## Dataset extract
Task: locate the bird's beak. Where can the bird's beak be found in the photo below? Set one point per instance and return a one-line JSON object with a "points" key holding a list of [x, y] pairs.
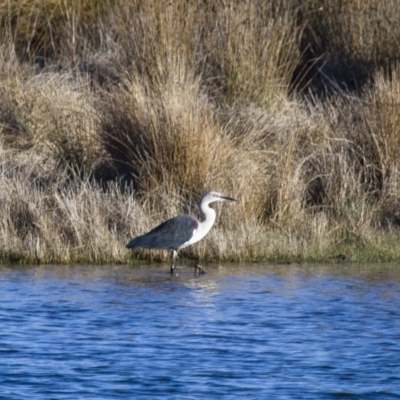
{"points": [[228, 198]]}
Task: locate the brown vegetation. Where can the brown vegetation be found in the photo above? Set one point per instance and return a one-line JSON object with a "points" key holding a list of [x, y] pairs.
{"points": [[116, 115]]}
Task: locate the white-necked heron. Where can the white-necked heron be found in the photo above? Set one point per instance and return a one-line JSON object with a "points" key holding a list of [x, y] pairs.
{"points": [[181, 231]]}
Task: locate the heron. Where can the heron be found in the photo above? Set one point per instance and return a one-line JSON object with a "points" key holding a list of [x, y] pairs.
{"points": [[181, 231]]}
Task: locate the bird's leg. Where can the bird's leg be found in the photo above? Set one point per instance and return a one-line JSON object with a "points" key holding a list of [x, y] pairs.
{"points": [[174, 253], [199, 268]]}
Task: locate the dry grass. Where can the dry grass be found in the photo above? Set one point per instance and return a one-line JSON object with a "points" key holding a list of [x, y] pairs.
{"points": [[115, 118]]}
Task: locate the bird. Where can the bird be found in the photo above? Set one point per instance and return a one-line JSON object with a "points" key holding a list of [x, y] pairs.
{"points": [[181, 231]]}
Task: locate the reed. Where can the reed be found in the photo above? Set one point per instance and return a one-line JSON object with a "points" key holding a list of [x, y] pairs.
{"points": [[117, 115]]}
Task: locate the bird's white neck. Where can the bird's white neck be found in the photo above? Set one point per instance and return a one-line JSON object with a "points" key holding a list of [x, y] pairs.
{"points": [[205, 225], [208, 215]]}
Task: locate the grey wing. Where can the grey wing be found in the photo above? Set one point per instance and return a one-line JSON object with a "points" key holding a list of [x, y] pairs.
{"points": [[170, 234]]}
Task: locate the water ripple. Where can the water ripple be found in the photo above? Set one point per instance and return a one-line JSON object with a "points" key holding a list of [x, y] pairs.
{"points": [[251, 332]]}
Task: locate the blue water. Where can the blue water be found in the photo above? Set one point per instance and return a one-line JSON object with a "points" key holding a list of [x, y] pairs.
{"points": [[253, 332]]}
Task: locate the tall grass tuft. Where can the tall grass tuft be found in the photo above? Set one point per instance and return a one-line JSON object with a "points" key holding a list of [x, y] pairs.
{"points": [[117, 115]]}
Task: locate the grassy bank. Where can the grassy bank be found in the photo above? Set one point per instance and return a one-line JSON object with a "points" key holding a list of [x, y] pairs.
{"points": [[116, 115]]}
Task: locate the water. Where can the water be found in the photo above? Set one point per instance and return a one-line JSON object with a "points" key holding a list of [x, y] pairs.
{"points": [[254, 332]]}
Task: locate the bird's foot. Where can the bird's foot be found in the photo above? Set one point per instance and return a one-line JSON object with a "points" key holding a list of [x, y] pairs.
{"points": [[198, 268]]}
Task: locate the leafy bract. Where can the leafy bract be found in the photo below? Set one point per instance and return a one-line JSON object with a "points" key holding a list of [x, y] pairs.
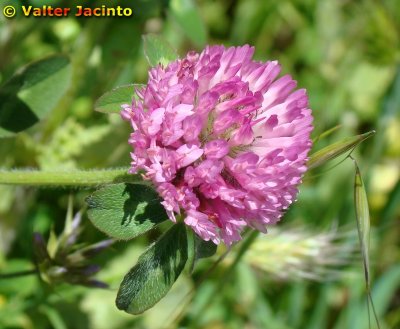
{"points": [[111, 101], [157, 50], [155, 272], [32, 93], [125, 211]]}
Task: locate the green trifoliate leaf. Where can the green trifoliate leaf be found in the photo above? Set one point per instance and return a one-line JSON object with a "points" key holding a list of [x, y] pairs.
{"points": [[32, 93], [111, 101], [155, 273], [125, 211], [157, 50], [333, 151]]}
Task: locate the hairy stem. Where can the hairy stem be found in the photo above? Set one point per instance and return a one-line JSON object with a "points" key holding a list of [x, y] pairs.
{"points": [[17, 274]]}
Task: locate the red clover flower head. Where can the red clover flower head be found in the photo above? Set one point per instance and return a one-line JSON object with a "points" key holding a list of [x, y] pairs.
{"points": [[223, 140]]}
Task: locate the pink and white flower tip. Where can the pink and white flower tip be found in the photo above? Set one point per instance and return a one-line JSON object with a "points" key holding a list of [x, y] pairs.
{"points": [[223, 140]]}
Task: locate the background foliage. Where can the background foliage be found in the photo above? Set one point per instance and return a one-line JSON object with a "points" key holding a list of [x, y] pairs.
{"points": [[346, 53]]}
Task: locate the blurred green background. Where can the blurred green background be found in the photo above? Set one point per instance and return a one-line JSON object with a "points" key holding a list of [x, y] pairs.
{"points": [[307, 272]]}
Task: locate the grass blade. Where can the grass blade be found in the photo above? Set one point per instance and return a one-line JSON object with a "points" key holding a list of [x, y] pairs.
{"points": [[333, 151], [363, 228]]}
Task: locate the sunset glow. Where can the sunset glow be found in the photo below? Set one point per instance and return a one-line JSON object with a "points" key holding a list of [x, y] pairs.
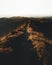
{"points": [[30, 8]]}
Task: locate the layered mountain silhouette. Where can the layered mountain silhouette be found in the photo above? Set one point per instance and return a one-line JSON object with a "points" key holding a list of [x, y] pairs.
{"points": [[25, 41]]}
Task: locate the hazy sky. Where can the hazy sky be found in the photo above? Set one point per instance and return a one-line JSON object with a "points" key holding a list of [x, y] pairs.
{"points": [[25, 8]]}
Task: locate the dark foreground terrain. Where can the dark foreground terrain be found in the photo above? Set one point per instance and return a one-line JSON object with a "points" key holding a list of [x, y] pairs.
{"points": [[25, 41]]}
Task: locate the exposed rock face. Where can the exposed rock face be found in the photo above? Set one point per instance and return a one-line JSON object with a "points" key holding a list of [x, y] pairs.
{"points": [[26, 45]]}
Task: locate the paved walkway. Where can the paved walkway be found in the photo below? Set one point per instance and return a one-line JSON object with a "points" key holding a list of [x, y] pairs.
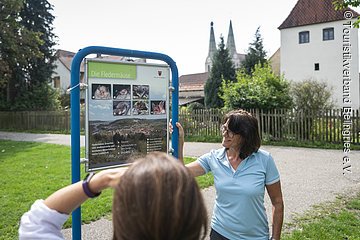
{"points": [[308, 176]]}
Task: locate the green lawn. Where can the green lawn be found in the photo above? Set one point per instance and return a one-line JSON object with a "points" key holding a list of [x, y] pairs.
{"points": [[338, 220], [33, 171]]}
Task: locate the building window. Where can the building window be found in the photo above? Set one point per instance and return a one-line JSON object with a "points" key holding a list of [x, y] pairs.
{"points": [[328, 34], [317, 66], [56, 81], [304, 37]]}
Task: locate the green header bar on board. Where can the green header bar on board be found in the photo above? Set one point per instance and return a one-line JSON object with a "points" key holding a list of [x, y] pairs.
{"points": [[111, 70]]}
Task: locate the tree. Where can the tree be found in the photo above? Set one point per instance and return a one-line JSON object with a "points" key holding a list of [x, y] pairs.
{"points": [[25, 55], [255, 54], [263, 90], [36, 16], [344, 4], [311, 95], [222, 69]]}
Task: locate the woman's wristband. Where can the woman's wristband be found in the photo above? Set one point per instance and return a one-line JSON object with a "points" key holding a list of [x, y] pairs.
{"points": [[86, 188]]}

## What you have to do
Set down every record once more, word for word, without pictures.

## Task response
Task: locate the bird's beak. Where can the bird's beak be found in the photo below? Set one point per instance and return a one-line JSON object with a "points" key holding a list of [x, y] pairs.
{"points": [[228, 198]]}
Task: locate the brown vegetation. Where can the brown vegetation be found in the photo above? Set one point per instance and return a one-line JSON object with a "points" key holding a list of [x, y] pairs.
{"points": [[116, 115]]}
Task: locate the white-necked heron. Where can the white-necked heron be found in the photo above? Set one point per instance and return a one-line JSON object with a "points" key holding a list of [x, y] pairs.
{"points": [[181, 231]]}
Task: locate the heron. Where can the heron be found in the photo above? Set one point per instance and return a one-line JSON object with a "points" key holding a list of [x, y] pairs.
{"points": [[181, 231]]}
Task: locate the bird's leg. Where can the bird's leg be found in the photo above? Set one point per instance and return a one-line JSON object with a "points" key holding a list of [x, y] pairs.
{"points": [[174, 253], [199, 268]]}
Task: locate the dry grass. Where can the dry grass be found in the photo above? Set one point per instance and return a one-line JSON object with a "points" key holding a list of [x, y] pairs.
{"points": [[115, 118]]}
Task: locate the bird. Where can the bird be found in the photo above? Set one point per instance and return a one-line JSON object with a "points" key holding a list of [x, y] pairs.
{"points": [[181, 231]]}
Task: locate the reed. Where can the reed be found in the photo above? Set one point per instance and return a one-line JSON object with a "points" key holding a list of [x, y] pairs.
{"points": [[117, 115]]}
Task: locate the bird's white neck. Where can the bird's white neck be found in the photo above? Set one point per instance and return a one-line JSON object with a "points" key holding a list of [x, y] pairs.
{"points": [[205, 225], [208, 215]]}
Task: locate the grey wing. Where can the grey wing be found in the photo above? Set one point per instance and return a one-line JSON object with a "points" key holding a list of [x, y] pairs.
{"points": [[170, 234]]}
Task: locate the water ripple. Where can the water ripple be found in the photo above? Set one point per instance and return a one-line JSON object with a "points" key holding a list of [x, y] pairs.
{"points": [[251, 332]]}
Task: locate the blue water. Where can the blue water be found in the photo above? Set one point per instance and return a one-line JSON object with a "points" key holding a list of [x, y] pairs.
{"points": [[253, 332]]}
Task: locate the tall grass tuft. Where can the tall grass tuft be found in the photo above? Set one point per instance and return a one-line JSON object with a "points" key holding a list of [x, y] pairs.
{"points": [[117, 115]]}
Task: locate the grassy bank. Where can the grassy bank be found in the photo above? Set one point per instance and return a one-line JSON object with a "points" key holding a list of [x, y] pairs.
{"points": [[116, 115]]}
Task: locate the water. Where can the water be found in the photo above? Set one point per instance and return a one-line JSON object with a "points" key holding a list of [x, y] pairs.
{"points": [[254, 332]]}
Task: locate the bird's foot. Where can the bird's foot be found in the photo above? Set one point per instance and return a one-line JSON object with a "points" key holding a list of [x, y] pairs.
{"points": [[198, 268]]}
Task: locate the leafy bract. Where can the leafy bract be found in the photo below? Set one point per instance and return a one-line JSON object with a "points" key holding a list of [x, y] pairs.
{"points": [[111, 101], [157, 50], [155, 272], [32, 93], [125, 211]]}
Task: locate the green trifoliate leaf. Where can the green trifoliate leaf be found in the photo above? Set one point per instance and return a one-line JSON object with a "points" key holding a list of [x, y] pairs.
{"points": [[32, 93], [111, 101], [155, 273], [125, 211], [157, 50], [333, 151]]}
Task: locate the hairy stem. Where can the hairy stem be found in the photo above? Set one point per instance and return a one-line JSON object with a "points" key holding a list of [x, y] pairs.
{"points": [[17, 274]]}
Task: locate the red clover flower head. Where can the red clover flower head be found in the photo above? Set one point per instance and return a one-line JSON object with a "points" key holding a list of [x, y] pairs.
{"points": [[223, 140]]}
Task: locate the pink and white flower tip. Where can the pink and white flower tip be found in the photo above? Set one point per instance and return a one-line JSON object with a "points" key holding a list of [x, y] pairs.
{"points": [[223, 140]]}
Task: locate the background foliage. Where can the background foliage be found in the photo above? Set one point per instance and return a one-line JSON object with a "points" key holding a list of [x, y] pairs.
{"points": [[346, 53]]}
Task: locate the blurred green background. Where can the blurred green background be found in the photo above? Set one point per instance and return a one-line JSON object with a "points" key holding a list of [x, y] pairs.
{"points": [[307, 272]]}
Task: locate the grass blade. Where can the grass blade be found in the photo above? Set one point per instance and return a one-line JSON object with a "points" key holding a list of [x, y] pairs.
{"points": [[333, 151], [363, 228]]}
Task: locate the sunset glow. Where can the sunset glow be found in the photo below? Set one point per instance and return a one-line JSON object with a "points" key holding a list of [x, y] pairs.
{"points": [[30, 8]]}
Task: locate the layered mountain silhouette. Where can the layered mountain silhouette be found in the photo above? Set one point per instance and return a one-line JSON object with a "points" key holding a list of [x, y] pairs.
{"points": [[25, 41]]}
Task: locate the hazy sky. Where can the hazy sky be found in the photo above? Set one point per instance and return a one-line JSON object with a "points" key holding a list of [x, y] pairs.
{"points": [[25, 8]]}
Task: locate the dark foreground terrain. Where can the dark foreground terrain be found in the photo above? Set one point per instance and return a one-line JSON object with a "points" key holding a list of [x, y] pairs.
{"points": [[25, 41]]}
Task: locate the exposed rock face. Where can the exposed rock face be found in the photo above? Set one point per instance and return a one-line JSON object with a "points" key holding a list of [x, y] pairs.
{"points": [[26, 45]]}
Task: locate the paved walkway. Where can the paved walkway be found in the photo below? Set one point per instance and return a one-line JSON object with a "points" key holding a list of [x, y] pairs.
{"points": [[308, 176]]}
Task: locate the green lawn. Where can the green lawn be found in the photo above? Set one point per instance and return a one-line JSON object with a "points" key holding a list of [x, y] pairs.
{"points": [[338, 220], [33, 171]]}
Task: locate the building window. Where can the building window be found in the photo above? Set one point per instance and return a one-line JSON object with a "points" key holding a list of [x, y] pairs.
{"points": [[328, 34], [317, 66], [56, 81], [304, 37]]}
Task: locate the green header bar on board. Where can the green header bar on board be found in the photo above? Set one point per instance and return a one-line JSON object with a "points" key holding a list of [x, y] pairs.
{"points": [[111, 70]]}
Task: locate the tree. Where can the tree be found in the photo above? Set one point per instance and return a one-line JSON object with a "points" key holding a list of [x, y] pairs.
{"points": [[25, 55], [255, 54], [263, 90], [36, 16], [344, 4], [311, 95], [222, 69]]}
Task: locate the woman's wristband. Where can the woman's wristband be found in the photo above? Set one point per instance and return a one-line JSON object with a "points" key holding a list of [x, y] pairs.
{"points": [[86, 188]]}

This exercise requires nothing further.